__Given request a__.
Give the count of lines in the rows below that contain the string "shirt", and nothing else.

..............................

A physical device or an administrative control used to reduce the risk of the undesired outcome to an acceptable level. Barriers can provide physical intervention (e.g., a guardrail) or procedural separation in time and space (e.g., lock-out-tag-out procedure).
Severity is defined as the degree of impact a Defect has on the development or operation of a component application being tested.
A higher effect on the system functionality will lead to the assignment of higher severity to the bug. Software Assurance engineer usually works with the engineering group to determine the severity level of defect
Higher the priority, the sooner the defect should be resolved.
Defects that leave the software system unusable should be given a higher priority over defects that cause a small functionality of the software to fail.
A business goal of all NASA software development organizations is to reduce software defects and non-conformances. The only way to succeed is to look at why the software defects and non-conformances occurred and fix the process or step that caused the software defects and non-conformances.
Additional guidance related to process assessments may be found in the following related requirements in this Handbook:
4. Small Projects
No additional guidance is available for small projects.
5.3 Training resources for NASA
6. Lessons Learned
6.1 NASA Lessons Learned
No Lessons Learned have currently been identified for this requirement.
6.2 Other Lessons Learned
No other Lessons Learned have currently been identified for this requirement.
7. Software Assurance
7.1 Tasking for Software Assurance
- Perform or confirm that a root cause analysis has been completed on all identified high severity software nonconformances, the results are recorded, and that the results have been assessed for adequacy.
- Confirm that the project analyzed the processes identified in the root cause analysis associated with the high severity software nonconformances.
- Assess opportunities for process improvement on the processes identified in the root cause analysis associated with the high severity software nonconformances.
- Perform or confirm tracking of corrective actions to closure on high severity software non-conformances.
7.2 Software Assurance Products
- Root Cause Analysis (Includes results, and any problem reports or findings recorded from Analysis)
- Record of Corrective Action Closures (Confirmation or trending showing closure status of findings/problem reports.)
- SA assessment of process improvement opportunities.
Definition of objective evidence
- Evidence that confirmation of Task 2 has occurred.
Objective evidence is an unbiased, documented fact showing that an activity was confirmed or performed by the software assurance/safety person(s). The evidence for confirmation of the activity can take any number of different forms, depending on the activity in the task. Examples are:
- Observations, findings, issues, risks found by the SA/safety person and may be expressed in an audit or checklist record, email, memo or entry into a tracking system (e.g. Risk Log).

..............................

__Given request b__.
Write out word for word the stretch of the software assurance page from "- Confirm that" through "of findings/problem reports.)".

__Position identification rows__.
..............................

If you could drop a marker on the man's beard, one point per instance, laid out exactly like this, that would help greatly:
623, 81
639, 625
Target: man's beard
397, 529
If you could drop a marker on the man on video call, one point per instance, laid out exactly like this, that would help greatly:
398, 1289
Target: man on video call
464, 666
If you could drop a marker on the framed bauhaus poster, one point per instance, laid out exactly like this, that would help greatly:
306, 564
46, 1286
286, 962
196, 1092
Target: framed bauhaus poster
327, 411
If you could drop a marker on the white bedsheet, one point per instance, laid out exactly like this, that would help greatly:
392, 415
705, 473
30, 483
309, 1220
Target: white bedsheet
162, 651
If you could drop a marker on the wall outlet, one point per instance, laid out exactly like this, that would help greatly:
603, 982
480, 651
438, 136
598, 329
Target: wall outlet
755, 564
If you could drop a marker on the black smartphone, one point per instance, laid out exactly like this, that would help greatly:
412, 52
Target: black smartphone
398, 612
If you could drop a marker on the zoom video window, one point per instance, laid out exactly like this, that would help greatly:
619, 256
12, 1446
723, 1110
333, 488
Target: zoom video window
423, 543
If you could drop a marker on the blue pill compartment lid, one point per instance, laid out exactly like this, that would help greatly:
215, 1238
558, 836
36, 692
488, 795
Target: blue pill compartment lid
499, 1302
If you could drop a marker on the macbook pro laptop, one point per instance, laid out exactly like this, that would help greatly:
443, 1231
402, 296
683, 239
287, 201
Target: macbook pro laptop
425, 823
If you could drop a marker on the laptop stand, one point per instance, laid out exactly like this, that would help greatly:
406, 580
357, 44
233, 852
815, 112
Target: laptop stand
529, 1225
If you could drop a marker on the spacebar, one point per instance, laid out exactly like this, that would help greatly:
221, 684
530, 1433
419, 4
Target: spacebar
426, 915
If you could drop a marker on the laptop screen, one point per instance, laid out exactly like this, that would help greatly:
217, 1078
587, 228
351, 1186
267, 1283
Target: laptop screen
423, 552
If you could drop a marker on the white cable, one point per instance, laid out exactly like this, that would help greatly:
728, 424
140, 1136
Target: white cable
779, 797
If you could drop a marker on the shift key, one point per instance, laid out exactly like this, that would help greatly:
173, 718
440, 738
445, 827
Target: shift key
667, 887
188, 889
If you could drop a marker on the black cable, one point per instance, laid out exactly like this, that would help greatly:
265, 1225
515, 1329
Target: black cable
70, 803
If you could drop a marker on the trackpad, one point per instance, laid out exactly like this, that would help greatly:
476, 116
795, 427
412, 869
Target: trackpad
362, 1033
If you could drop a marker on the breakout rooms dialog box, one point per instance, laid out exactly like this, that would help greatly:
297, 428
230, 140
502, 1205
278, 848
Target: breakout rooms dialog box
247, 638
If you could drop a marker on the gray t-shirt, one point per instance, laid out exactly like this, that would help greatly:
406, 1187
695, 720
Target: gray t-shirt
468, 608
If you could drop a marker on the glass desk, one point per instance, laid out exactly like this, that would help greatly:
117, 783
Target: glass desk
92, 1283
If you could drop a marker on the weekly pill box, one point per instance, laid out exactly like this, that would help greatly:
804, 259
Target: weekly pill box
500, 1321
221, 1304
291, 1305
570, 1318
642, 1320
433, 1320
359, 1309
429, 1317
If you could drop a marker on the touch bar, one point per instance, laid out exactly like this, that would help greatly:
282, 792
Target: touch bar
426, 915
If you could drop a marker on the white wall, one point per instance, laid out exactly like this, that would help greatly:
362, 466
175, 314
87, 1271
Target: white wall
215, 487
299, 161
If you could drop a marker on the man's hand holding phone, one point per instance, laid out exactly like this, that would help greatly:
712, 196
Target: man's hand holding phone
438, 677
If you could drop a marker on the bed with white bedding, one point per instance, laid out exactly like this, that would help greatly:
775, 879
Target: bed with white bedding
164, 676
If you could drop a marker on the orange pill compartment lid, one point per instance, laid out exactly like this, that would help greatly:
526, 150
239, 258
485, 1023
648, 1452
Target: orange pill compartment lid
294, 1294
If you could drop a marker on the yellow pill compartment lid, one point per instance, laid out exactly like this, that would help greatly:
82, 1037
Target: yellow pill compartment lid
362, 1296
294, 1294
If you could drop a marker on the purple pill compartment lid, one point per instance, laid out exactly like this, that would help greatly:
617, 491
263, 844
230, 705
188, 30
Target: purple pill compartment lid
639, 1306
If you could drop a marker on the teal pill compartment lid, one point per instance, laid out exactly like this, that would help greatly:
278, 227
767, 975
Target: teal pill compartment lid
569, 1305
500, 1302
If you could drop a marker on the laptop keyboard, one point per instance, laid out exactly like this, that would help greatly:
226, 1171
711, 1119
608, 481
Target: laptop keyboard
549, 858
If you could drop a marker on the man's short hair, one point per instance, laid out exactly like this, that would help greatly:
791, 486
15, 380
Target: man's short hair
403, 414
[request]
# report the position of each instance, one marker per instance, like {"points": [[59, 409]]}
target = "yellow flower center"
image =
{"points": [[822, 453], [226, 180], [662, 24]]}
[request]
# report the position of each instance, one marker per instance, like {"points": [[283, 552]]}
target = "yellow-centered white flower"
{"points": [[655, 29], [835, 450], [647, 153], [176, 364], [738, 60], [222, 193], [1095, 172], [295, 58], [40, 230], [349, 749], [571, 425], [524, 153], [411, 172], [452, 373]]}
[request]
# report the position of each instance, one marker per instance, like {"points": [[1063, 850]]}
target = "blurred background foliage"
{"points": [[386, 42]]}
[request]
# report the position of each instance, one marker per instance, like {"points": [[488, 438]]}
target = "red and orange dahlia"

..............................

__Expected answer a__.
2

__Expected answer b__.
- Confirm that the project analyzed the processes identified in the root cause analysis associated with the high severity software nonconformances.
- Assess opportunities for process improvement on the processes identified in the root cause analysis associated with the high severity software nonconformances.
- Perform or confirm tracking of corrective actions to closure on high severity software non-conformances.
7.2 Software Assurance Products
- Root Cause Analysis (Includes results, and any problem reports or findings recorded from Analysis)
- Record of Corrective Action Closures (Confirmation or trending showing closure status of findings/problem reports.)